_What you should do_
Filter the items below and copy out every line that contains the word "white". Treat the match as case-sensitive.

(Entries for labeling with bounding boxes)
┄┄┄┄┄┄┄┄┄┄

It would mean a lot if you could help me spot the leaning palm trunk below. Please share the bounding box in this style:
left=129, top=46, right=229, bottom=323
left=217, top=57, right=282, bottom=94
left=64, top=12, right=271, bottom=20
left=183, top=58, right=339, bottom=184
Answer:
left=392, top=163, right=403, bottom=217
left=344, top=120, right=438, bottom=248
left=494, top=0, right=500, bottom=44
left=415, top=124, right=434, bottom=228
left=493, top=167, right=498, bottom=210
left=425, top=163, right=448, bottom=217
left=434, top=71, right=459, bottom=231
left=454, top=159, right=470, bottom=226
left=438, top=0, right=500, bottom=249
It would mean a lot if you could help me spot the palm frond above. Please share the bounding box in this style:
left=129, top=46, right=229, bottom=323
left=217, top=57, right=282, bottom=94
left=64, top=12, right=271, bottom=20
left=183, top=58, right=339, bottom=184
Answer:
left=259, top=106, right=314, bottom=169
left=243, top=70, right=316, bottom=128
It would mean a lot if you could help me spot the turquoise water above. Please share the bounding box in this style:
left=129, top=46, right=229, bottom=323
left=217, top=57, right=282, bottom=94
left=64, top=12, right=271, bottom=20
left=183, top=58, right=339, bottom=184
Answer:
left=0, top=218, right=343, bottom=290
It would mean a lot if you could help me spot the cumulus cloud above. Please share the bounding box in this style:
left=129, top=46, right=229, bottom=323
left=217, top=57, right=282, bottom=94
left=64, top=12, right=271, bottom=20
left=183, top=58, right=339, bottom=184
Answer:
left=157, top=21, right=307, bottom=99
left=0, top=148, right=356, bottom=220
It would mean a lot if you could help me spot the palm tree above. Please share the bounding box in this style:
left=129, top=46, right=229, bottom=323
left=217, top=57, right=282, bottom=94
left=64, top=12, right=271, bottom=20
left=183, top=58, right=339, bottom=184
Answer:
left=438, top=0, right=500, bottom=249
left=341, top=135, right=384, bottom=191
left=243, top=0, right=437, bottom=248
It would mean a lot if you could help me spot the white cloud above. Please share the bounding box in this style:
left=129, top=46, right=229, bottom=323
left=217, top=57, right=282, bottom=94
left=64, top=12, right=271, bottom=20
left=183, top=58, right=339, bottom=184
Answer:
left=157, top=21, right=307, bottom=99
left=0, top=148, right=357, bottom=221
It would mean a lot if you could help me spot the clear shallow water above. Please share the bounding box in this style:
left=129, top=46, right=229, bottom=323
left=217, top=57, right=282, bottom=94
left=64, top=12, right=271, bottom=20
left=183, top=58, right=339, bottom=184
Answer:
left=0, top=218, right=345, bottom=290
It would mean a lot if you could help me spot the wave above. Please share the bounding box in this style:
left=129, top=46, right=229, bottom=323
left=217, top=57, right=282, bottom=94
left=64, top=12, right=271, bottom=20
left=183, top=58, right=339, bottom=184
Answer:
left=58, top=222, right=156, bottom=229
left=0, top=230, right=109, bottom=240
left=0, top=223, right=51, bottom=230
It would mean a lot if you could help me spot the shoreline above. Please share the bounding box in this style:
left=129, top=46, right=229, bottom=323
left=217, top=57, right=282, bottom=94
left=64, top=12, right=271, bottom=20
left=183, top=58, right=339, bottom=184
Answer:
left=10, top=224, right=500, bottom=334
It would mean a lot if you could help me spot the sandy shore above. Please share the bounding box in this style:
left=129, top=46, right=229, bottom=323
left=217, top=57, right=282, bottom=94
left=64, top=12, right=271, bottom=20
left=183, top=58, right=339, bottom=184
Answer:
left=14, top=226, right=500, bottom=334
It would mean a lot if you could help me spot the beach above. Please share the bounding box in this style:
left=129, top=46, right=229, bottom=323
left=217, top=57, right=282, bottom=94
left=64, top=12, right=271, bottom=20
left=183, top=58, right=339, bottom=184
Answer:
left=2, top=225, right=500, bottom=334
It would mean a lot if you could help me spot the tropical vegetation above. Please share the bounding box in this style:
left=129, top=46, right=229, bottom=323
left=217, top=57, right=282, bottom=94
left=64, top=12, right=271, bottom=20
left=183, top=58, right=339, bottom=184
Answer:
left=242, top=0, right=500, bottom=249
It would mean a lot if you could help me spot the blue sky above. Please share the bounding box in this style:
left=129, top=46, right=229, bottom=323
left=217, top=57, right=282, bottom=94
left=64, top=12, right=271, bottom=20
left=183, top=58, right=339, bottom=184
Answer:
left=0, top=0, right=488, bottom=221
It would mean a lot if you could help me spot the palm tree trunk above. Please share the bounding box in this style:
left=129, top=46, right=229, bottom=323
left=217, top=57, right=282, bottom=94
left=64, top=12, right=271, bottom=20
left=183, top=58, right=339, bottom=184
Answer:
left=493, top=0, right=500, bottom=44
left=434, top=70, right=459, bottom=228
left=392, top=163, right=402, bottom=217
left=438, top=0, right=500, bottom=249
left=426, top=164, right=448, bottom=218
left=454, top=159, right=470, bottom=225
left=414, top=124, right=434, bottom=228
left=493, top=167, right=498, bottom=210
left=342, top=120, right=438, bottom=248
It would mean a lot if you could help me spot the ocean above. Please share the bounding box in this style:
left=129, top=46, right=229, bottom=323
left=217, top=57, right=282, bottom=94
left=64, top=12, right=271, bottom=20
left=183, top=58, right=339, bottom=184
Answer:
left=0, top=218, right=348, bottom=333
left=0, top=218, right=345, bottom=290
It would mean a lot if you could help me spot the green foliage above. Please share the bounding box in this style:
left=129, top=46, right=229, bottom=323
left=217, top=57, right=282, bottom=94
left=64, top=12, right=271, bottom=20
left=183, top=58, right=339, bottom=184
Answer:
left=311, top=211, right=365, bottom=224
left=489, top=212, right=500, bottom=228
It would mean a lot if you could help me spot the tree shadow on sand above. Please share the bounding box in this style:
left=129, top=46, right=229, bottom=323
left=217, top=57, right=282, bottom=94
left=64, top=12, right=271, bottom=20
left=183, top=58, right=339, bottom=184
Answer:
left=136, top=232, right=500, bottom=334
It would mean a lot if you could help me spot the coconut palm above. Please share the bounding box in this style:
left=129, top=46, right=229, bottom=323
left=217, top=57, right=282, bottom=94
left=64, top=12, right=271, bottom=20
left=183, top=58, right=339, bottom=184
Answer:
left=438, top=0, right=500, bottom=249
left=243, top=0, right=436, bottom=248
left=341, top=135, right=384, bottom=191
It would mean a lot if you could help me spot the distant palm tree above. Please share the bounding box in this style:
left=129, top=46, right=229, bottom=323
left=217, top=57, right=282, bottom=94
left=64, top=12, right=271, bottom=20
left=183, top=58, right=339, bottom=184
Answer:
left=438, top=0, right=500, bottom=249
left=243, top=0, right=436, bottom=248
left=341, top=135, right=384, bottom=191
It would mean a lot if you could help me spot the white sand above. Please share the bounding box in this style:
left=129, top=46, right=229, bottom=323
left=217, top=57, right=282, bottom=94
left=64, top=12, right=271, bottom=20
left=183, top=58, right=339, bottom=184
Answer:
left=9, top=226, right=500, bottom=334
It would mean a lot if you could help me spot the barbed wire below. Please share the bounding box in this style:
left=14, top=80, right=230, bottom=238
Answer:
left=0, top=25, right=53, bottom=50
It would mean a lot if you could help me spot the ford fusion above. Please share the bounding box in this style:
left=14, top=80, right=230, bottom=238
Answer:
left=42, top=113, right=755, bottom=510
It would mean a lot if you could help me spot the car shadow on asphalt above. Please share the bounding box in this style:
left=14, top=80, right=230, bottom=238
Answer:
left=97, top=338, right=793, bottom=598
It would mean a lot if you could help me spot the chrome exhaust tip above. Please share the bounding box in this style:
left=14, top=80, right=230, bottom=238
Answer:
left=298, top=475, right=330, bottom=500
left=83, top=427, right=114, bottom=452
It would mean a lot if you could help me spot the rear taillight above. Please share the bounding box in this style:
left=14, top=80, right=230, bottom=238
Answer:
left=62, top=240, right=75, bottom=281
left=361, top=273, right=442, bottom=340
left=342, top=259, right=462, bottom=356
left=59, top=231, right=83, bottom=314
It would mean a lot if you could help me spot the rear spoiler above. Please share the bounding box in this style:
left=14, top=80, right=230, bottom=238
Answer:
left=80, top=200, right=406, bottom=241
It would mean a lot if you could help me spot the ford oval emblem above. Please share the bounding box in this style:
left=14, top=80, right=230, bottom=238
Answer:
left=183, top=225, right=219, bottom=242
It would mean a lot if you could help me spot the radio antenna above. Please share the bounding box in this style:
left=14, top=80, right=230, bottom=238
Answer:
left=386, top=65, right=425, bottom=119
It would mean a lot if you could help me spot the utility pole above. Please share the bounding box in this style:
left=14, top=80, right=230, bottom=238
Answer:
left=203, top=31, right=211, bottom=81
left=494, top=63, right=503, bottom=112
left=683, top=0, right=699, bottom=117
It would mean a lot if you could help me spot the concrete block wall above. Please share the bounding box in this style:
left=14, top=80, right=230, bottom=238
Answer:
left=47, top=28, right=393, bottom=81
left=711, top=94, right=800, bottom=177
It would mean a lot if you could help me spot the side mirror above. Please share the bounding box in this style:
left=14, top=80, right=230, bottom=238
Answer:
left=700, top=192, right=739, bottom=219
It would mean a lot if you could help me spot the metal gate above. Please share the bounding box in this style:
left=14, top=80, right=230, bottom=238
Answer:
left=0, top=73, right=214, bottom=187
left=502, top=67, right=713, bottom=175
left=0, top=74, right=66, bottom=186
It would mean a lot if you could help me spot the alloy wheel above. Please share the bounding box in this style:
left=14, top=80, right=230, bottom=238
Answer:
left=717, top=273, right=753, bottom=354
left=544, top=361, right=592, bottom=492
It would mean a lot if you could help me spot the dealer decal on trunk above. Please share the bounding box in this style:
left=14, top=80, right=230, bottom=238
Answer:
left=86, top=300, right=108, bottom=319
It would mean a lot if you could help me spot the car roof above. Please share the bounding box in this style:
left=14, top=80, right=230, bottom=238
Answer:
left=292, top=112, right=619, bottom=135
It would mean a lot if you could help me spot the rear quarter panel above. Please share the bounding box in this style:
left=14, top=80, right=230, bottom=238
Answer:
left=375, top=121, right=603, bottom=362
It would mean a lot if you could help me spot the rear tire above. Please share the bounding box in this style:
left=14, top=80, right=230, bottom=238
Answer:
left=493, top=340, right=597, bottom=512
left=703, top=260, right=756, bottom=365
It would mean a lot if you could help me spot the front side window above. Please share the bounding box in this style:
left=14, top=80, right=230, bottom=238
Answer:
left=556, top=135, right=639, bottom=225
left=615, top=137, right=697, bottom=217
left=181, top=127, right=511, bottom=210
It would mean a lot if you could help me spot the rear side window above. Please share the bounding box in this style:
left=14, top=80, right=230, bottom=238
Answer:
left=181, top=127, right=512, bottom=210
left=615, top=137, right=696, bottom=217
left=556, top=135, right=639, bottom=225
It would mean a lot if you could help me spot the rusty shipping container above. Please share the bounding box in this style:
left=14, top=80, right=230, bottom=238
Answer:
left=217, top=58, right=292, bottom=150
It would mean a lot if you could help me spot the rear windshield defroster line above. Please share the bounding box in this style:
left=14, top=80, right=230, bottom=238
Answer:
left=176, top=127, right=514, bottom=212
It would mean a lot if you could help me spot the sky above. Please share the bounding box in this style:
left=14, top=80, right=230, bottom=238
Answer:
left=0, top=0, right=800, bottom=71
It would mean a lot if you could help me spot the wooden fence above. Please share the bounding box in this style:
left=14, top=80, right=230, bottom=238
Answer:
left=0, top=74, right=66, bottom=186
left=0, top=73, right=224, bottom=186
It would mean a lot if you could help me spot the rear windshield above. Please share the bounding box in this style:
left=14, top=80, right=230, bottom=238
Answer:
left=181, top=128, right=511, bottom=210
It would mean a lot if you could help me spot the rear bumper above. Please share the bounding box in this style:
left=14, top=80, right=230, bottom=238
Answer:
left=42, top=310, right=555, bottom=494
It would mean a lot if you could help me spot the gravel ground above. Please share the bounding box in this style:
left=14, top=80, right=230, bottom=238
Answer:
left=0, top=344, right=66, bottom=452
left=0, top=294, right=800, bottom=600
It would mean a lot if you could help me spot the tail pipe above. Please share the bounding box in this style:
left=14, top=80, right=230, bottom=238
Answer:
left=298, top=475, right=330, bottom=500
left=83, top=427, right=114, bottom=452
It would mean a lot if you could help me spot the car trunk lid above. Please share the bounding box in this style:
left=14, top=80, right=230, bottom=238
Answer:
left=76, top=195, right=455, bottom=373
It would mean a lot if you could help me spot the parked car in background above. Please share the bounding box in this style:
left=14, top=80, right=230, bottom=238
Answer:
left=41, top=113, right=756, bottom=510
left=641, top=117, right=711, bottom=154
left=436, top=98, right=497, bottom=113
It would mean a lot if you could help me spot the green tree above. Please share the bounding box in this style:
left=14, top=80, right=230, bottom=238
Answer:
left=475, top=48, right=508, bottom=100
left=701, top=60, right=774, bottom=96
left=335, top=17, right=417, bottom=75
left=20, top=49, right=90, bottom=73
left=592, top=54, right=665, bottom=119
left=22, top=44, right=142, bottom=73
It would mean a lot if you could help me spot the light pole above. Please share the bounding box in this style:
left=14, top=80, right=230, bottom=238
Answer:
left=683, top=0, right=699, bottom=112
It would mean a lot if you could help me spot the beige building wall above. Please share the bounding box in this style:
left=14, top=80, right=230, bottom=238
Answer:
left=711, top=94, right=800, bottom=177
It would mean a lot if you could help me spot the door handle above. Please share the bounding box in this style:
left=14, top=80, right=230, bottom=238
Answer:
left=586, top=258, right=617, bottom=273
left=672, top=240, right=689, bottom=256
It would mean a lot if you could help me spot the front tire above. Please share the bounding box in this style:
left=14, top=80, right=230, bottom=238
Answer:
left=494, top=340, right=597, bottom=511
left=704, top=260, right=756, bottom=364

┄┄┄┄┄┄┄┄┄┄

_Answer in full_
It would mean a lot if you could help me spot the white cloud above. Please share the bounding box in this style:
It would mean a lot if you could help me spot the white sand above. Please share the bounding box in this style:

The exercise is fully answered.